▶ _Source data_

________

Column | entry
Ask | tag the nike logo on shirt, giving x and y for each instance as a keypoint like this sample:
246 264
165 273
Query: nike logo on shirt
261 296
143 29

________

▶ _What the task asks_
Rewrite the records above, swapping each occurrence of "shirt" for "jacket" and keeping every other character the same.

▶ _Written answer_
Column | entry
Ask | tag the nike logo on jacket, giving x and y for each instance as a keypoint like this sample:
246 264
165 273
Query: nike logo on jacket
261 296
143 29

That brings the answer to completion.